Work item: Copy out each line of the data that includes the string "prompts".

Task data:
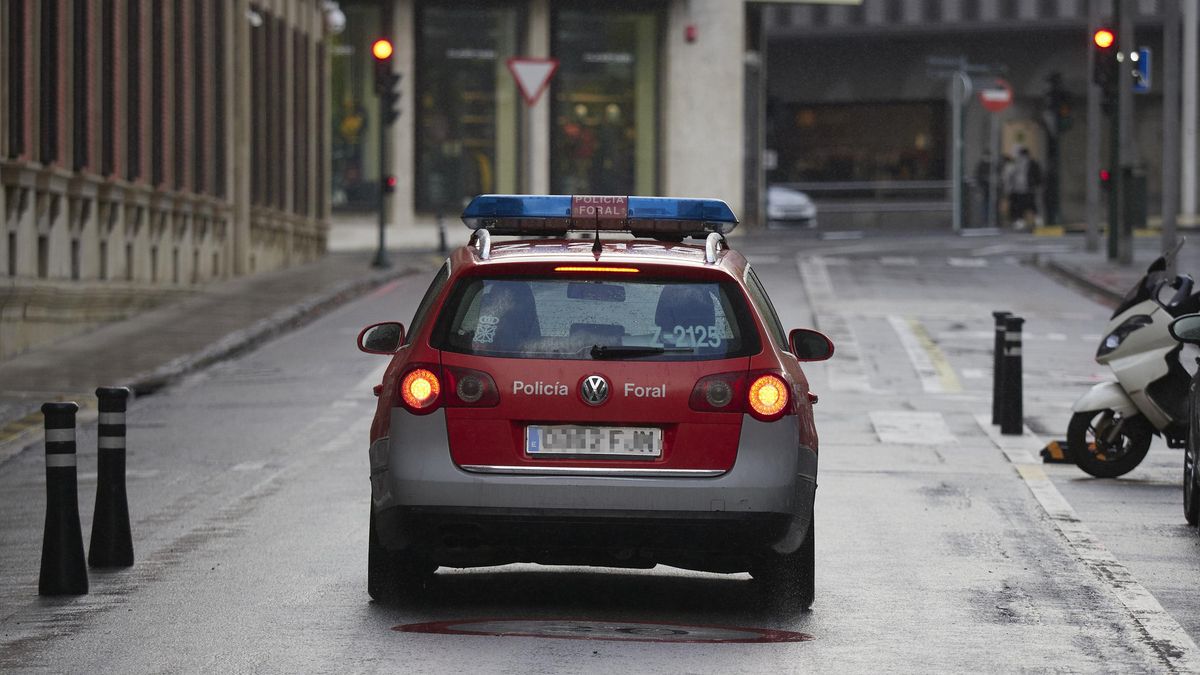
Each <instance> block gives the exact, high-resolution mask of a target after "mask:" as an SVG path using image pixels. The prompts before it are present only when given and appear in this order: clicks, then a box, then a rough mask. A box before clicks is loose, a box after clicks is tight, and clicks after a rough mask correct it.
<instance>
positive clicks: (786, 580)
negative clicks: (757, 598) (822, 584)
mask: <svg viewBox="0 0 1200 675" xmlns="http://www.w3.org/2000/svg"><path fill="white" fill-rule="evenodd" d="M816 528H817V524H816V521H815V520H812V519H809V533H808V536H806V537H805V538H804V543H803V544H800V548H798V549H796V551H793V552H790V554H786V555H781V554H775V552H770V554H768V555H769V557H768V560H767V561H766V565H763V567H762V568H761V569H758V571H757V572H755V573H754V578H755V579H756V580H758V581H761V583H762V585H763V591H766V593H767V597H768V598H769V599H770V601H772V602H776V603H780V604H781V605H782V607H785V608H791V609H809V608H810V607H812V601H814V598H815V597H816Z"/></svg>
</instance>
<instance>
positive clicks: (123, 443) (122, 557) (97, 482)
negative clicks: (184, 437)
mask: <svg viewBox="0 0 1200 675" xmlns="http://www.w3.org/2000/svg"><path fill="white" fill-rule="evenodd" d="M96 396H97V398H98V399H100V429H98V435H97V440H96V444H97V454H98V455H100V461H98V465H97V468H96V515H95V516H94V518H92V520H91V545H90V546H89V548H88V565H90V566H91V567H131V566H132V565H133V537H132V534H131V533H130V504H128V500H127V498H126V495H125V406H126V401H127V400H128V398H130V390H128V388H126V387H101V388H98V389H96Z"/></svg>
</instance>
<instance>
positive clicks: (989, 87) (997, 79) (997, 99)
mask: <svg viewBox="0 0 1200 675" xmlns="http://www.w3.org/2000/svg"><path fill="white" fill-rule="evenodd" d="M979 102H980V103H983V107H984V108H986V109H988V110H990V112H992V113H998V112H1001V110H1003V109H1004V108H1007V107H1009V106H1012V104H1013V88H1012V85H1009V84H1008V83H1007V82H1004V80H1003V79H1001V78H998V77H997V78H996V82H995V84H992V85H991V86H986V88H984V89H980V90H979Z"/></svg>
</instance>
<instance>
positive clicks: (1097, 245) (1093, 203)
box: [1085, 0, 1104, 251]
==
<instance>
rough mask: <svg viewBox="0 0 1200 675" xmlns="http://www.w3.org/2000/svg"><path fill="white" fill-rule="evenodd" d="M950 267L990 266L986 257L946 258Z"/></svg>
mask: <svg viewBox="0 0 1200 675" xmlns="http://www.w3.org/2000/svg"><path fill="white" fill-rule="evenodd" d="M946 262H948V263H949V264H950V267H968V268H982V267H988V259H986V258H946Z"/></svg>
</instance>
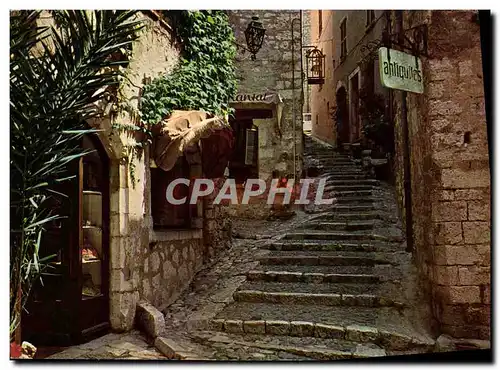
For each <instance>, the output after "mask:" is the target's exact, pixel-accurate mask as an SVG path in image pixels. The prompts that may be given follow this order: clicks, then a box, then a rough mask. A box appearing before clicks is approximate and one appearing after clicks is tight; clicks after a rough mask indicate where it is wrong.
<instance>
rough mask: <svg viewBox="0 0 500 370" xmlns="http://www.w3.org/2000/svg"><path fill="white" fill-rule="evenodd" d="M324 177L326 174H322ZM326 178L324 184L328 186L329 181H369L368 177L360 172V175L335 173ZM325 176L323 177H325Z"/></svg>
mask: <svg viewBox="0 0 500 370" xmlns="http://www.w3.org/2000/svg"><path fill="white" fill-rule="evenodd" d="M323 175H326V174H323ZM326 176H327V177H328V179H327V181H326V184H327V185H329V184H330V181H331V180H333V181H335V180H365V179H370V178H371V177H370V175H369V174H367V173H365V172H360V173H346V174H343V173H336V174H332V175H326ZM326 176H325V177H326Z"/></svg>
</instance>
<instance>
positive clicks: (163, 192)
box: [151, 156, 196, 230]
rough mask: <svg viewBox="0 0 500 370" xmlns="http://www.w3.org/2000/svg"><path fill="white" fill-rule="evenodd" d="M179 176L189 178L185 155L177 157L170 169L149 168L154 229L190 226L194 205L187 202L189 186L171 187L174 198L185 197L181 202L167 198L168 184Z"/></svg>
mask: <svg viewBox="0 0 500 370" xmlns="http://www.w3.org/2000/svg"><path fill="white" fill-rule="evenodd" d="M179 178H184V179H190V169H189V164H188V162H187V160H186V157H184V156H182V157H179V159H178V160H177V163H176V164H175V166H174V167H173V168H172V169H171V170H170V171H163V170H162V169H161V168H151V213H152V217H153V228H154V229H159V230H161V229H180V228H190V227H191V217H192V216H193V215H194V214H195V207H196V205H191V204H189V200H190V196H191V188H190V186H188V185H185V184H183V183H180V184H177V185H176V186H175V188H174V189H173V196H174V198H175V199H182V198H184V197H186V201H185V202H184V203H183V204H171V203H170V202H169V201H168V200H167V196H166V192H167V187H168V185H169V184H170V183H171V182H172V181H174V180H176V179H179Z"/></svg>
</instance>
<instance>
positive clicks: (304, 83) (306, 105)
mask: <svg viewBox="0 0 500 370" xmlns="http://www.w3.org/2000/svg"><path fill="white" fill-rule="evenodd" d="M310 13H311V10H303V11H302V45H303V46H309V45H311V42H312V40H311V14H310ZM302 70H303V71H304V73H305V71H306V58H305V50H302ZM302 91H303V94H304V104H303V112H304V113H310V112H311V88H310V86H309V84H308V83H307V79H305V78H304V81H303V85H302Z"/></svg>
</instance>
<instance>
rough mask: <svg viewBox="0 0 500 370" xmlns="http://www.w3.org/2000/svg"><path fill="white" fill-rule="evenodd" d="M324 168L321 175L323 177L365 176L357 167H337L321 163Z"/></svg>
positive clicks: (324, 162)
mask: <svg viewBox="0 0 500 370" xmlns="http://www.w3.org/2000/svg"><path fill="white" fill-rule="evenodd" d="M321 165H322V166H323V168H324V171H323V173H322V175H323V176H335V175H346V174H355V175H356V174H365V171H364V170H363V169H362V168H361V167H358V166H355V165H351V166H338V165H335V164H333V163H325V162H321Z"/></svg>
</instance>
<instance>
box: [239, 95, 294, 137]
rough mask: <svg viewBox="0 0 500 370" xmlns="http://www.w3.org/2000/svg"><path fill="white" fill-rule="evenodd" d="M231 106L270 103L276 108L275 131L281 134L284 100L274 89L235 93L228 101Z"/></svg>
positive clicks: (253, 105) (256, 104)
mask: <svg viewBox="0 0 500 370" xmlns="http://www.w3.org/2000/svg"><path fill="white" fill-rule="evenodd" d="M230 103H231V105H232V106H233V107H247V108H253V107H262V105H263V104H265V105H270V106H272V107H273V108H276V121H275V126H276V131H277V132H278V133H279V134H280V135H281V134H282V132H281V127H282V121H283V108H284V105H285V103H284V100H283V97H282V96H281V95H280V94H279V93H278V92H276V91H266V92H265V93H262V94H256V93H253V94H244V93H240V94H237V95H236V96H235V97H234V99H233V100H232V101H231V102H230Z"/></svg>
==
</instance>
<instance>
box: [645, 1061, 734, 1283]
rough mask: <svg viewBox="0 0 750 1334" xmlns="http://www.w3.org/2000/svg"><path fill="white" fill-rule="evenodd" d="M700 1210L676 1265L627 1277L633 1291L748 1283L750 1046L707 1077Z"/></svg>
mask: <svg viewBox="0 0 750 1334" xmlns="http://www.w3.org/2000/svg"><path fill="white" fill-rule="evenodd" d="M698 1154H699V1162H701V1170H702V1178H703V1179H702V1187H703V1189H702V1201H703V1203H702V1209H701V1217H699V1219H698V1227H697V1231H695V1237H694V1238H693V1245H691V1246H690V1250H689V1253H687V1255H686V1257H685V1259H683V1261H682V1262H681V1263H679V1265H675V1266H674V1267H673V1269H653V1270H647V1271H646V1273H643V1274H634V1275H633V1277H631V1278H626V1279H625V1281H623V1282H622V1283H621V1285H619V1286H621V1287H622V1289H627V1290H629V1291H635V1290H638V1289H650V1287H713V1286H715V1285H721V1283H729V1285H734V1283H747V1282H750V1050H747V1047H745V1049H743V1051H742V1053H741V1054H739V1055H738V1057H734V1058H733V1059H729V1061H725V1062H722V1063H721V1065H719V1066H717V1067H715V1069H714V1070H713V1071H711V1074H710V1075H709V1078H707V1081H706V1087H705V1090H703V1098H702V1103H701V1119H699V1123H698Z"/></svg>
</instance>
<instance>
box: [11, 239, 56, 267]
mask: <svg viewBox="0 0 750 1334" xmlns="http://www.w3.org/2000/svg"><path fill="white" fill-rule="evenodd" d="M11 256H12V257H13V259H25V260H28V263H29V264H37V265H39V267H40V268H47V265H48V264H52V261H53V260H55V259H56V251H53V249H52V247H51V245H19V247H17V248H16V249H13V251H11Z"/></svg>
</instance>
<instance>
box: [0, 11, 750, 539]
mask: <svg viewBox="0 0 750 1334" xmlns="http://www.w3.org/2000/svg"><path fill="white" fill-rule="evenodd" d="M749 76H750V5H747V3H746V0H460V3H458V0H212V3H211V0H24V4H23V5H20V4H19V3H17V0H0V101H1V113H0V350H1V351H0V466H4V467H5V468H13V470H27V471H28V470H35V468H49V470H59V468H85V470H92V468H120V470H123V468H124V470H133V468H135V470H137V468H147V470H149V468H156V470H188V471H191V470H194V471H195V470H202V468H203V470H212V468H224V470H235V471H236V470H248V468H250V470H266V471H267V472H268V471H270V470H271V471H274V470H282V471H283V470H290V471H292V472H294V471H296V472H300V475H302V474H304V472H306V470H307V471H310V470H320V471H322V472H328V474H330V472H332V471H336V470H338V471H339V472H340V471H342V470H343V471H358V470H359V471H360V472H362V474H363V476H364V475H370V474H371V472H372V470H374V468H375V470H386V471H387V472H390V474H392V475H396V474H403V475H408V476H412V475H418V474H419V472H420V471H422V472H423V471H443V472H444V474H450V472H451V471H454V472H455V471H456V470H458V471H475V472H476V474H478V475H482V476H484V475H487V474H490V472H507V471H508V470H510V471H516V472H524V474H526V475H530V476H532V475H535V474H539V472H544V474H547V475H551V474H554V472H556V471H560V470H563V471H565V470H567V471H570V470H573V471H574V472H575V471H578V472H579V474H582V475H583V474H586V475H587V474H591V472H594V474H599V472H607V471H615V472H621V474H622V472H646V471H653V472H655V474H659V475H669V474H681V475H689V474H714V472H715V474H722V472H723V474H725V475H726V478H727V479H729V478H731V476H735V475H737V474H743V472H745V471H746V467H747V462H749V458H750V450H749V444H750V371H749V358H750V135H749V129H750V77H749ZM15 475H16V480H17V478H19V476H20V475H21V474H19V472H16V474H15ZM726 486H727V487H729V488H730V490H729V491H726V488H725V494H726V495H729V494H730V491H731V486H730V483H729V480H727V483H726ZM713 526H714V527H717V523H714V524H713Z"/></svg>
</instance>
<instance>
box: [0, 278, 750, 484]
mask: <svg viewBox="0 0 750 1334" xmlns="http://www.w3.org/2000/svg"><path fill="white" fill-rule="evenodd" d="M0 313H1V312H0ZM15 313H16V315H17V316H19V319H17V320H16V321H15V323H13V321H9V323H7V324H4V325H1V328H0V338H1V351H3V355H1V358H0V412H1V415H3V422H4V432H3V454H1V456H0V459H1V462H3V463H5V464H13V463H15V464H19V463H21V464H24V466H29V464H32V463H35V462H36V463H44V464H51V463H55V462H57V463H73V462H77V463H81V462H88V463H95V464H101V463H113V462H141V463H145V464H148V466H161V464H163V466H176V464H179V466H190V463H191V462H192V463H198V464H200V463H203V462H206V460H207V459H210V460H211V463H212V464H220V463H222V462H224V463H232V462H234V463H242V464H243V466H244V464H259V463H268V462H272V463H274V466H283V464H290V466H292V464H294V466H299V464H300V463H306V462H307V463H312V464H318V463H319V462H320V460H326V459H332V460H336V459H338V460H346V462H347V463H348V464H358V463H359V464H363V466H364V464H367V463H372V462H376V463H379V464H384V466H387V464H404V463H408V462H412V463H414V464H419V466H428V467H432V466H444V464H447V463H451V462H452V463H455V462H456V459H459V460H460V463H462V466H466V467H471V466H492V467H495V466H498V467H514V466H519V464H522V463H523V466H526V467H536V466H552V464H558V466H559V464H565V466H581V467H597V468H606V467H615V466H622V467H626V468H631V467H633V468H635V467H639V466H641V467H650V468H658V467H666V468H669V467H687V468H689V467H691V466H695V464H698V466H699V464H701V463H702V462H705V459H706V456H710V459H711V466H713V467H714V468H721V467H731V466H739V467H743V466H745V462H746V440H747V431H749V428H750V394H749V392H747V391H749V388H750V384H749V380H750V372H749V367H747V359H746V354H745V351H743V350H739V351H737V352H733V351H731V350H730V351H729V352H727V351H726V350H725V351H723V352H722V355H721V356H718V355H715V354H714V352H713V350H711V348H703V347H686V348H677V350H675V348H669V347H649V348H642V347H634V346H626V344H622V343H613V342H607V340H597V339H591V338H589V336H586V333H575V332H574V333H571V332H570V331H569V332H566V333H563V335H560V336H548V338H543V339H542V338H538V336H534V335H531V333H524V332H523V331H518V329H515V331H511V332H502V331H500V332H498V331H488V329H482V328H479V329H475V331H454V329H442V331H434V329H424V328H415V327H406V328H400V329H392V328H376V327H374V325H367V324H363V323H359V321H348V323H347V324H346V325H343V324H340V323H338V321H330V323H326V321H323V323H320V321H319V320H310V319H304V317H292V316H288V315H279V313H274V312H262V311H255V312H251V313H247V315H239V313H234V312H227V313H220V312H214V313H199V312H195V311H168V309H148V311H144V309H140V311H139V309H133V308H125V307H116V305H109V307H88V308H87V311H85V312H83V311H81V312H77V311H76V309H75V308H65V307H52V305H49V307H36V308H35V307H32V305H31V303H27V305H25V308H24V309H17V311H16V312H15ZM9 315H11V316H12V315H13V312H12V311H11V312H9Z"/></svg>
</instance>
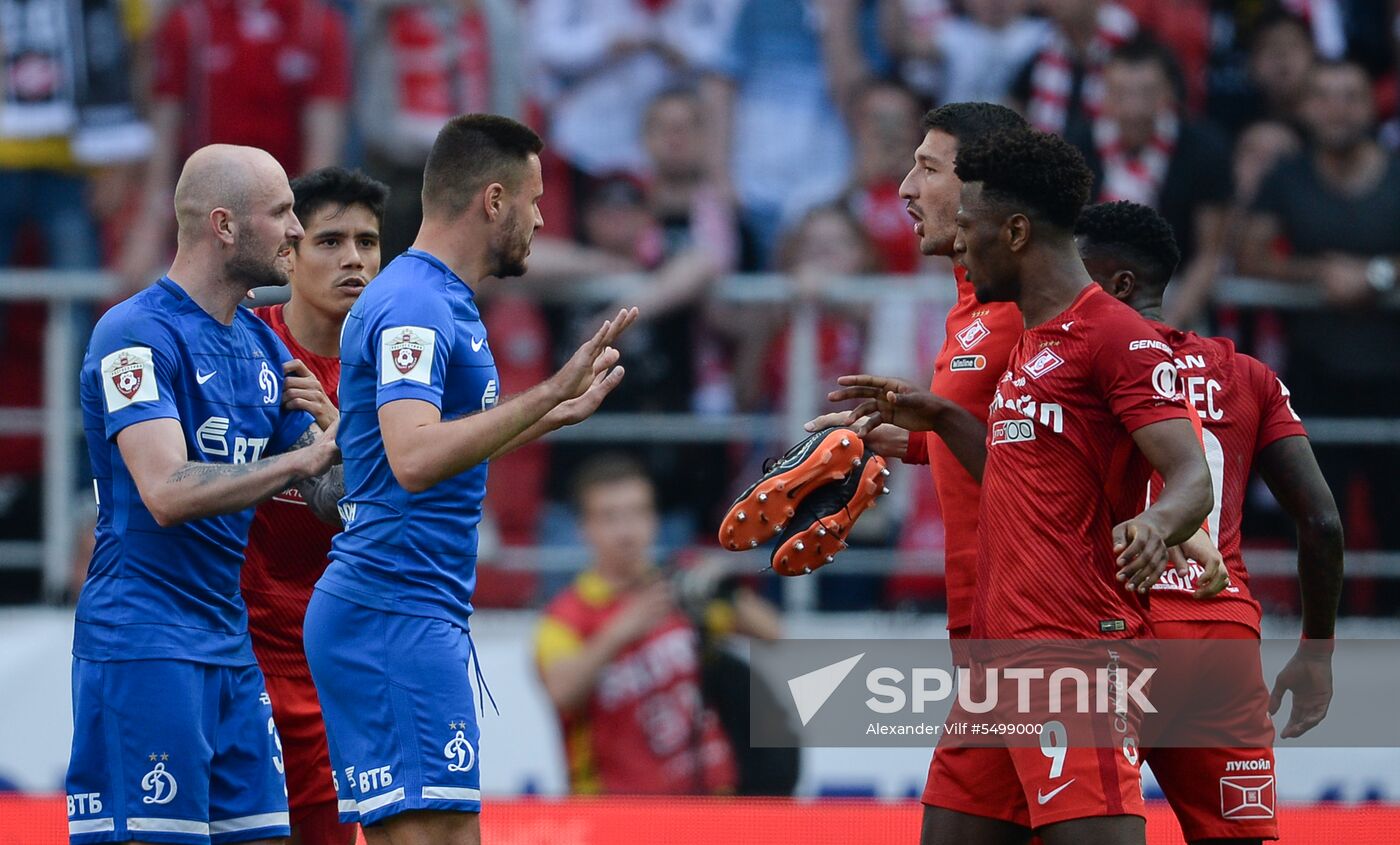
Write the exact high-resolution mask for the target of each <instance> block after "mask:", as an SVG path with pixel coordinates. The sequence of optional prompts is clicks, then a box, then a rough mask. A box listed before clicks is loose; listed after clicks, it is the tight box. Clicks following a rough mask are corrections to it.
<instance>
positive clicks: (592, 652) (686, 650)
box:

Solution for this task:
Each <instance> block gives the exact, high-resolution mask of a target after "mask:" as an SVG path using image pixels. The prompts before it are present only when given and appear in this order: clicks, then a box, then a rough mask. A box before clicks is loose, a box after clicks is tight, and clicks after a rough mask correct it.
For each <instance>, the output after "mask:" is the target's exact, pixel-accurate mask as an SVG path in image pixels. The prompts that may be given follow this order: clicks, then a box, then a rough mask. A box appearing before clicks is approximate and one appearing after clicks is tight; clicks after a rough mask indicate where it is wrong.
Write the exact high-resolution mask for the target of each <instance> block after "mask:", as an SVG path with pixel coordinates. The sequence of optional prompts is clicks, then a box, then a rough mask. A box listed before clicks is loose; listed after clicks, it is the tight box. Clicks following a rough mask are corrections to it.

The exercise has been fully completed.